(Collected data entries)

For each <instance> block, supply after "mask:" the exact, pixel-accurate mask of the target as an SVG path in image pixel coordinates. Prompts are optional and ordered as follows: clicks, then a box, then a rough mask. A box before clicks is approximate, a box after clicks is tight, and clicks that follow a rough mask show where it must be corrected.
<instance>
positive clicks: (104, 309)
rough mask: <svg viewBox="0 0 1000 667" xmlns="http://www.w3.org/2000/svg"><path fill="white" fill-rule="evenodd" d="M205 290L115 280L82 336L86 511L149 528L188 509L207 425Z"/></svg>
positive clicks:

- _EXERCISE GOAL_
Look through the entries and return every line where "clicks" appears.

- _ANSWER SECTION_
For each <instance> block, supply after "mask:" the exact, pixel-accurate mask of the target as an SVG path in image pixel coordinates. Prompts are optional and ordered as follows: clicks, then a box, then a rough mask. A box before clicks is approximate, a box after clicks is tight, and clicks that follow a rough mask show where it must be corrected.
positive clicks: (104, 309)
positive clicks:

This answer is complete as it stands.